Work to complete
(a) Edit the entries from the line containing "of the bald" through the end of the entries, changing "keypoint" to "marker" and leaving everything else as it is.
(b) Continue the passage on catchall domain tables in database design from where it stops.

## Begin Text shown

Of course, in their code, they are probably doing a decent job of presenting the meaning of the values in their coding. They aren’t actually dealing with a bunch of numbers in their code; they have a constant structure, such as

 CONST (CONST_Active = 1, CONST_Inactive = 0);

So the code they are using to generate the code make sense because they have said "WHERE status = " & CONST_Active. This is clear in the usage but not clear at the database level (where the values are actually seen and used by everyone else!). From a database standpoint, we have a few possibilities:

  • Use descriptive values such as “Active” and “Inactive” directly. This makes the data more decipherable but doesn’t provide a domain of possible values. If you have no inactive values, you will not know about its existence at the database
  • Create tables to implement a domain. Have a table with all possible values.

For the latter, your table could use the descriptive values as the domain, or you can use the integer values that the programmer likes as well. Yes, there will be double definitions of the values (one in the table, one in the constant declaration), but since domains such as this rarely change, it is generally not a terrible issue. The principles I tend to try to design by follow:

  • Only have values that can be deciphered using the database:
    • Foreign key to a lookup table
    • Human readable values with no expansion in CASE expressions.
    • No bitmasks! (We are not writing machine code!)
  • Don’t be afraid to have lots of small tables. Joins generally cost a lot less than the time needed to decipher a value, measured in programmer time, ETL time, and end user frustration.

One-Size-Fits-All Key Domain

Relational databases are based on the fundamental idea that every object represents one and only one thing. There should never be any doubt as to what a piece of data refers. By tracing through the relationships, from column name to table name to primary key, it should be easy to examine the relationships and know exactly what a piece of data means.

However, oftentimes, it will seem reasonable that, since domain type data looks the same in almost every table, creating just one such table and reusing it in multiple locations would be a great idea. This is an idea from people who are architecting a relational database who don’t really understand relational database architecture (me included, early in my career)—that the more tables there are, the more complex the design will be. So, conversely, condensing multiple tables into a single catchall table should simplify the design, right? That sounds logical, but at one time giving Pauly Shore the lead in a movie sounded like a good idea too.

As an example, consider that I am building a database to store customers and orders. I need domain values for the following:

  • Customer credit status
  • Customer type
  • Invoice status
  • Invoice line item back order status
  • Invoice line item ship via carrier

Why not just use one generic table to hold these domains, as shown in Figure 8-18.

image

Figure 8-18. One multiuse domain table

I agree with you if you are thinking that this seems like a very clean way to implement this from a coding-only standpoint. The problem from a relational coding/implementation standpoint is that it is just not natural to work with in SQL. In many cases, the person who does this does not even think about SQL access. The data in GenericDomain is most likely read into cache in the application and never queried again. Unfortunately, however, this data will need to be used when the data is reported on. For example, say the report writer wants to get the domain values for the Customer table:

 SELECT *

 FROM Customer

    JOIN GenericDomain as CustomerType

      ON Customer.CustomerTypeId = CustomerType.GenericDomainId

       AND CustomerType.RelatedToTable = 'Customer'

       AND CustomerType.RelatedToColumn = 'CustomerTypeId'

  JOIN GenericDomain as CreditStatus

      ON Customer.CreditStatusId = CreditStatus.GenericDomainId

       AND CreditStatus.RelatedToTable = 'Customer'

       AND CreditStatus.RelatedToColumn = ' CreditStatusId'

As you can see, this is far from being a natural operation in SQL. It comes down to the problem of mixing apples with oranges. When you want to make apple pie, you have to strain out only apples so you don’t get them mixed. At first glance, domain tables are just an abstract concept of a container that holds text. And from an implementation-centric standpoint, this is quite true, but it is not the correct way to build a database because we never want to mix the rows together as the same thing ever in a query. The litmus test is if you will never use a domain except for one table, it should have its own table. You can tell this pretty easily usually, because you will need to specify a table and/or column name to figure out the rows that are applicable.

## End Text shown
## Begin Data rows

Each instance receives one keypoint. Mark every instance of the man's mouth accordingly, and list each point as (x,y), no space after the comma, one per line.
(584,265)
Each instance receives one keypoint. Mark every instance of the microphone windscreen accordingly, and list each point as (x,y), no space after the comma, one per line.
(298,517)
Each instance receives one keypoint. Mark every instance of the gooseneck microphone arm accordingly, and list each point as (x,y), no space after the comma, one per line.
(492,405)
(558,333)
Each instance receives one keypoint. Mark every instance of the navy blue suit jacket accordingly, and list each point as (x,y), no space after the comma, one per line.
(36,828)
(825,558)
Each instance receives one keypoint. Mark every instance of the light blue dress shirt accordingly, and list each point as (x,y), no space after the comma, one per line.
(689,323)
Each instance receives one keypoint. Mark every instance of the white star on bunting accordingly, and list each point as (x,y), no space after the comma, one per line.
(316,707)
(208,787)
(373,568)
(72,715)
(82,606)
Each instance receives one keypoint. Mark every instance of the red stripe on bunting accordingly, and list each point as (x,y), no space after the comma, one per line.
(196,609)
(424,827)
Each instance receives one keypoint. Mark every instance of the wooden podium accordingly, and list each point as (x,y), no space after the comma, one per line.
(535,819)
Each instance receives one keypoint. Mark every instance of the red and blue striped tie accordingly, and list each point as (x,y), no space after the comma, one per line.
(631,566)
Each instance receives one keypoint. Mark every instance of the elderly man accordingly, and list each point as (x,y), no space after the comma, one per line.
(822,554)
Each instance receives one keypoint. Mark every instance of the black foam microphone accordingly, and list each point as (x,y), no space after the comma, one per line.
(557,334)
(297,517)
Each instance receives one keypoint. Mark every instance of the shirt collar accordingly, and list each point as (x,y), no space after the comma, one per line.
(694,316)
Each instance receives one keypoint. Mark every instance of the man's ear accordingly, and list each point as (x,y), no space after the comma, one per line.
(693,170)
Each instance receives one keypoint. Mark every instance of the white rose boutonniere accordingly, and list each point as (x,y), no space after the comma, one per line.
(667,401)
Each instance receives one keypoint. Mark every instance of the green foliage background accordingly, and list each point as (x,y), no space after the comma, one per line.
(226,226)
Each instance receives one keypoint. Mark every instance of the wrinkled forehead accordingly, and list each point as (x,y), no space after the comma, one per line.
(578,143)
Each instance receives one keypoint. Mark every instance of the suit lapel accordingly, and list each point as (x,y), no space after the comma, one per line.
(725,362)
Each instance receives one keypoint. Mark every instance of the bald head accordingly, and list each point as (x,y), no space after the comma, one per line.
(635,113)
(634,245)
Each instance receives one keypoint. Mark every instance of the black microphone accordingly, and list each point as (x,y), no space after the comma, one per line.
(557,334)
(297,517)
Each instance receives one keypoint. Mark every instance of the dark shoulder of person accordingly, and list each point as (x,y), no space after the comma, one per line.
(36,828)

## End Data rows

Task-by-task results
(a)
Each instance receives one marker. Mark every instance of the bald head accordingly, and list each point as (x,y), no space after the comma, one per line.
(635,113)
(634,245)
Each instance receives one marker. Mark every instance of the black microphone accordingly, and list each point as (x,y), no space after the comma, one per line.
(557,334)
(297,517)
Each instance receives one marker. Mark every instance of the dark shoulder of person accordingly, and list each point as (x,y), no space after the comma, one per line.
(36,828)

(b)
In a database, the process of normalization as a means of breaking down and isolating data takes every table to the point where one table represents one type of thing and one row represents the existence of one of those things. Every independent domain of values should be thought of as a distinctly different thing from all the other domains (unless it is not, in which case one table will suffice). So, what you do, in essence, is normalize the data over and over on each usage, spreading the work out over time, rather than doing the task once and getting it over with.

Instead of a single table for all domains, you should model it as shown in Figure 8-19.

image

Figure 8-19. One domain table per purpose

That looks harder to do, right? Well, it is initially (like for the 5 or 10 minutes it takes to create a few tables). Frankly, it took me longer to flesh out the example tables. The fact is, there are quite a few tremendous gains to be had:

  • Using the data in a query is much Clearer:

     SELECT *

     FROM Customer

          JOIN CustomerType

             ON Customer.CustomerTypeId = CustomerType.CustomerTypeId

          JOIN CreditStatus

             ON Customer.CreditStatusId = CreditStatus.CreditStatusId

  • Data can be validated using simple foreign key constraints: This was something not feasible for the one-table solution. Now, validation needs to be in triggers or just managed solely by the application.
  • Expandability and control: If it turns out that you need to keep more information in your domain row, it is as simple as adding a column or two. For example, if you have a domain of shipping carriers, you might define a ShipViaCarrier in your master domain table. In its basic form, you would get only one column for a value for the user to choose. But if you wanted to have more information—such as a long name for reports, as in “United Parcel Service”; a description; and some form of indication when to use this carrier—you would be forced to implement a table and change all the references to the domain values.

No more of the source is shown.